Problems to solve:
a. Which two AI image generators does the text extract on artificial intelligence name?
b. In the records, rewrite the lines beginning with the one containing "Ground black combat boot in the photo above." and continuing through the one containing "[624,438,743,639]", swapping "drummer" for "percussionist" and leaving everything else unchanged. Omit the pictures from your answer.

Although artificial intelligence is now at the basis of most of our daily processes, attempting a comprehensive definition is a hopeless task. If we have to try, then we can describe it as an expanding scientific field aimed at the development of adaptive and autonomous machines emulating forms of human intelligence. AI is what powers self-driving cars, or your favourite social media platform; even your laundry machine at this point. It is the brick at the base of reality, the new hidden bit behind the veil of appearances, the one that no one fully understands. Within the past twenty years, it has made breakthroughs in various technologies, such as computer vision, speech recognition, and machine language processing. With the advance of AI applied to most industries, many have begun creatively exploring its possibilities by engaging with the latest techniques, such as deep learning and neural networks. In the last decade, several AI image generators, like DALL-E or Stable Diffusion, have been released; and with the advent of these open platforms, code-powered images can be generated by the click of a button, or the prompt of a sentence, by literally anyone, at any time. Here is where the controversies begin, and many ask whether we are at a point of rupture, or just witnessing the development of a brand new artistic tool.

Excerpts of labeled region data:
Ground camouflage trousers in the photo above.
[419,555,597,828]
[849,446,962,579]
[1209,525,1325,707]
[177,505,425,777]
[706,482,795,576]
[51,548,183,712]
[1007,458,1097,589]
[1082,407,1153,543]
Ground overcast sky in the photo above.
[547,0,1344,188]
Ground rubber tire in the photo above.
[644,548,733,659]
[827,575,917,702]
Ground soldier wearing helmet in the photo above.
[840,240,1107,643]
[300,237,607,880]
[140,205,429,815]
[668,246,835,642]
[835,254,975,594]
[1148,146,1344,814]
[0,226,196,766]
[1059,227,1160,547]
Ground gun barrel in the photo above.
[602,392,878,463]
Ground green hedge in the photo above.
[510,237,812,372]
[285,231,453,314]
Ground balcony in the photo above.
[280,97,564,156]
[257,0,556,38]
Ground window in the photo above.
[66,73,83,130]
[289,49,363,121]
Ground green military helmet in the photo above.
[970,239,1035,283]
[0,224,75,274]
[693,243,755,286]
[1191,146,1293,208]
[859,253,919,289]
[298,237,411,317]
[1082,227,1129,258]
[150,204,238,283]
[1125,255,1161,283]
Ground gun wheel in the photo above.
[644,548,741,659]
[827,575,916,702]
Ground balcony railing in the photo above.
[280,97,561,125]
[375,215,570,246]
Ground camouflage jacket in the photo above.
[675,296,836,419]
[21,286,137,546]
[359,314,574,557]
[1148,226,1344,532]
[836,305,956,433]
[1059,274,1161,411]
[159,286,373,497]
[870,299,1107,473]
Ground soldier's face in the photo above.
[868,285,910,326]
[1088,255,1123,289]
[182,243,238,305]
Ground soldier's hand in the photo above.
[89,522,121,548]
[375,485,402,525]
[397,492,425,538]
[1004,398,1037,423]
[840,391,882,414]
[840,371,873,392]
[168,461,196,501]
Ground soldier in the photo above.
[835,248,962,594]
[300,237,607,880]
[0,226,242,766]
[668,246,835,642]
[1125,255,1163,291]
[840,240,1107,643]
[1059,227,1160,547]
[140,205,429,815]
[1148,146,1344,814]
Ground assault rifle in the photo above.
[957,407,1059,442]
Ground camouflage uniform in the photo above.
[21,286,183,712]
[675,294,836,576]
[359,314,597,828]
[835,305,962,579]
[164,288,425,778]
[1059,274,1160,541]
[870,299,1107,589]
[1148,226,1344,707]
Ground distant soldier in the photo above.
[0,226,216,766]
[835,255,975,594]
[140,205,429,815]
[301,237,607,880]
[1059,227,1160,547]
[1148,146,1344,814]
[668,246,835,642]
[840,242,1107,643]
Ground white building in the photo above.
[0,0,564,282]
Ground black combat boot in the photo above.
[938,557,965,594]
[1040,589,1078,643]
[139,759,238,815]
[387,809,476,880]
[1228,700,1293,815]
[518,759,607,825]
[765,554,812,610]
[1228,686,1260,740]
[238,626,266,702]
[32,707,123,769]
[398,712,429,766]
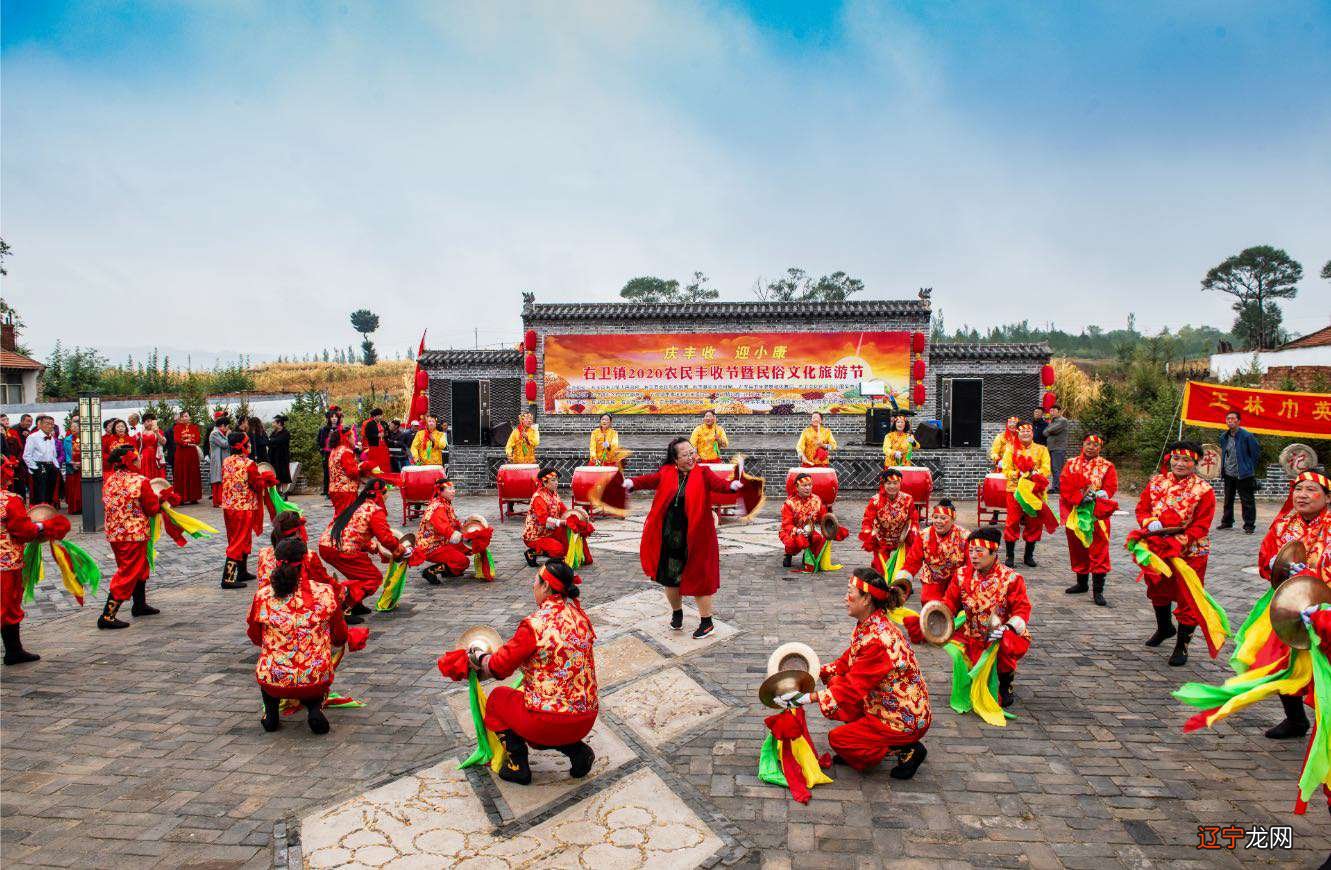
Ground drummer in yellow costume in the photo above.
[588,414,627,466]
[688,410,731,462]
[503,411,540,464]
[882,416,920,467]
[795,411,836,467]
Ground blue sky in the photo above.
[0,0,1331,353]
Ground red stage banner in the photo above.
[544,333,910,415]
[1183,380,1331,438]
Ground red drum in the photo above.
[893,466,933,516]
[402,466,446,502]
[697,462,740,508]
[495,463,540,523]
[785,466,841,507]
[976,474,1008,525]
[574,466,619,508]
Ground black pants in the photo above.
[31,462,60,504]
[1221,475,1256,531]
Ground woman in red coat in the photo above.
[248,537,346,734]
[624,438,743,639]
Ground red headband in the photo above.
[536,565,582,592]
[851,576,888,601]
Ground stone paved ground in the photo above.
[0,498,1331,870]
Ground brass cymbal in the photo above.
[920,600,956,645]
[454,625,503,653]
[1270,573,1331,649]
[757,670,813,709]
[767,641,821,676]
[1271,540,1308,587]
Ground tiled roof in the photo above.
[523,299,929,322]
[1278,326,1331,350]
[417,349,522,367]
[929,342,1053,361]
[0,350,45,371]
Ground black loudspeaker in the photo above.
[916,423,942,450]
[864,408,892,447]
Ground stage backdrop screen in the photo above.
[544,333,910,415]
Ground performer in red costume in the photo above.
[329,426,364,516]
[1137,442,1215,668]
[624,438,744,640]
[1058,434,1118,607]
[860,468,920,576]
[97,444,180,629]
[0,456,69,665]
[904,499,968,604]
[439,559,600,785]
[319,481,411,625]
[172,411,204,504]
[777,471,844,568]
[415,478,471,585]
[783,568,933,780]
[248,537,347,734]
[221,432,277,589]
[942,527,1030,706]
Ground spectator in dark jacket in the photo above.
[1217,411,1262,535]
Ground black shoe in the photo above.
[1146,604,1178,647]
[1169,625,1197,668]
[558,740,596,780]
[97,596,129,628]
[499,730,531,785]
[1266,694,1308,740]
[0,623,41,665]
[222,559,245,589]
[888,742,929,780]
[129,580,161,616]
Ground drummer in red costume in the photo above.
[904,499,968,604]
[97,444,180,628]
[319,476,411,625]
[329,424,372,516]
[624,438,744,640]
[221,432,277,589]
[783,568,933,780]
[777,471,828,568]
[1002,423,1057,568]
[522,467,592,568]
[439,559,600,785]
[415,478,471,585]
[1137,442,1215,668]
[1058,434,1118,607]
[860,468,920,575]
[942,527,1030,706]
[1252,471,1331,740]
[0,456,69,665]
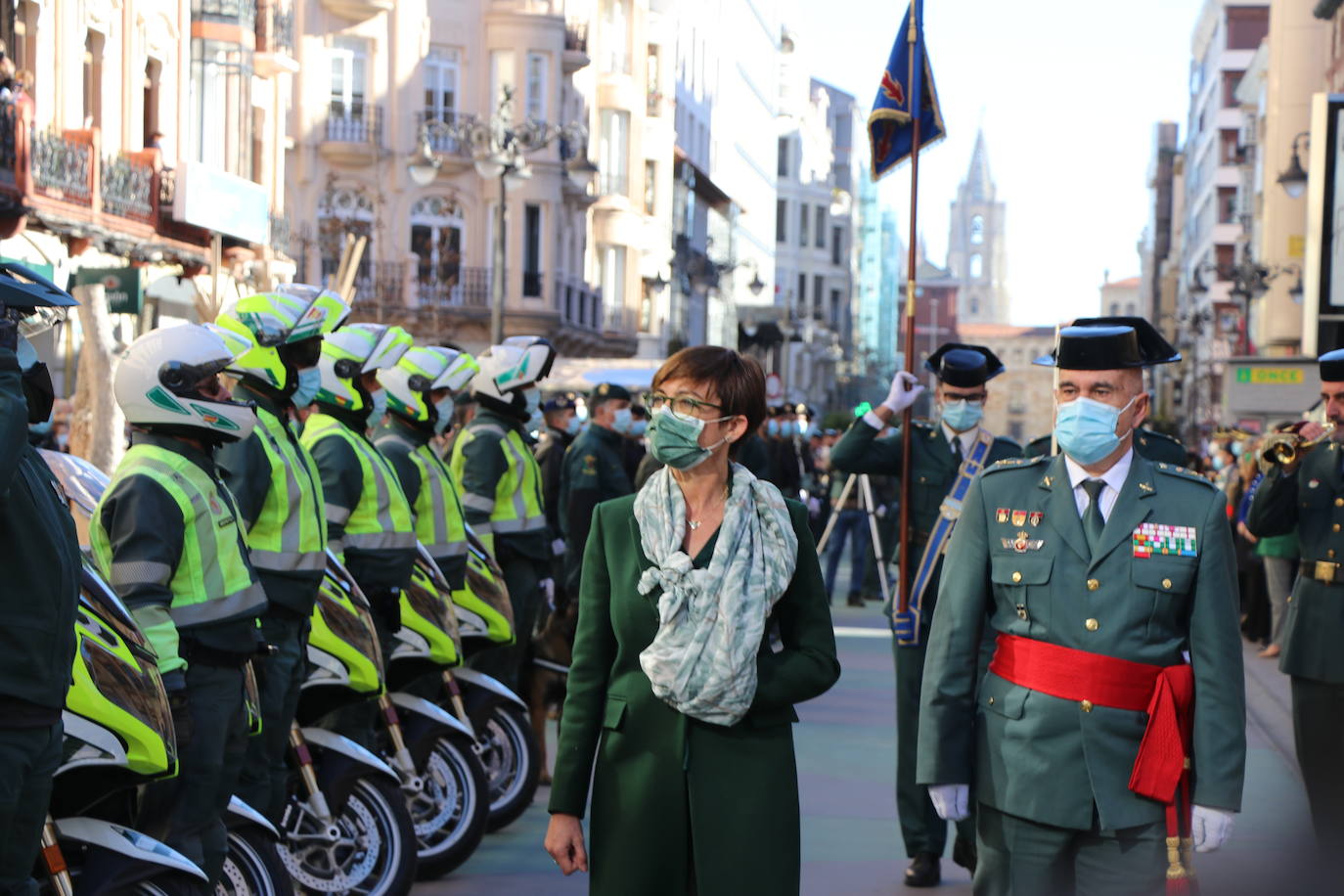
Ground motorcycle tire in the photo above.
[215,828,294,896]
[475,702,542,831]
[406,728,491,880]
[280,766,416,896]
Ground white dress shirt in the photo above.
[1064,447,1135,519]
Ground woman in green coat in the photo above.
[546,346,840,896]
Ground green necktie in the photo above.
[1083,479,1106,555]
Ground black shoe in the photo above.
[906,853,942,886]
[952,835,977,877]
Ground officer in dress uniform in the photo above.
[918,321,1246,896]
[560,382,635,594]
[829,342,1021,886]
[1021,317,1189,467]
[1246,349,1344,882]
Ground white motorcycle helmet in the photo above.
[378,345,480,425]
[316,324,414,411]
[112,324,256,442]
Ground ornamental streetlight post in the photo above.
[406,87,597,345]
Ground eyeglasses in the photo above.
[640,392,723,418]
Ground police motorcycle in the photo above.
[42,451,291,896]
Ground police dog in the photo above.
[518,595,579,784]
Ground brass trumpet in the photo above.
[1261,421,1334,469]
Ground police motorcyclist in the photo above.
[215,285,349,824]
[89,324,266,884]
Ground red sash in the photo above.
[989,634,1194,893]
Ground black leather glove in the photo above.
[168,688,195,755]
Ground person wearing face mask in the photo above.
[89,324,266,891]
[374,345,480,591]
[299,324,416,693]
[828,342,1021,886]
[560,382,635,594]
[0,263,80,893]
[215,284,349,824]
[450,336,555,690]
[918,318,1246,896]
[544,346,840,896]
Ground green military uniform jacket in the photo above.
[0,349,80,727]
[917,457,1246,830]
[830,419,1021,625]
[1246,442,1344,684]
[560,424,635,594]
[550,496,840,896]
[1021,427,1189,467]
[215,382,326,618]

The results:
a. DALL-E and Stable Diffusion.

b.
Ground black combat boot in the photo above.
[938,557,965,594]
[1040,589,1078,643]
[139,759,238,815]
[387,809,476,880]
[1228,700,1293,815]
[518,759,607,825]
[765,554,812,610]
[1228,686,1260,740]
[238,626,266,702]
[32,707,123,769]
[398,712,429,766]
Ground percussionist in yellow costume in the photo above.
[588,414,627,466]
[688,410,731,462]
[503,411,540,464]
[882,416,920,467]
[795,411,836,467]
Ground blue sky in the photo above.
[0,0,1331,353]
Ground red stage banner in the photo above.
[544,333,910,415]
[1183,380,1331,438]
Ground red drum in the photo above.
[893,466,933,516]
[402,466,446,502]
[697,462,740,508]
[495,463,540,523]
[785,466,841,507]
[976,474,1008,525]
[574,466,619,508]
Ground black pants in the photo above.
[31,462,60,504]
[1221,475,1256,531]
Ground woman in red coat in the photo above.
[248,537,346,734]
[624,438,743,639]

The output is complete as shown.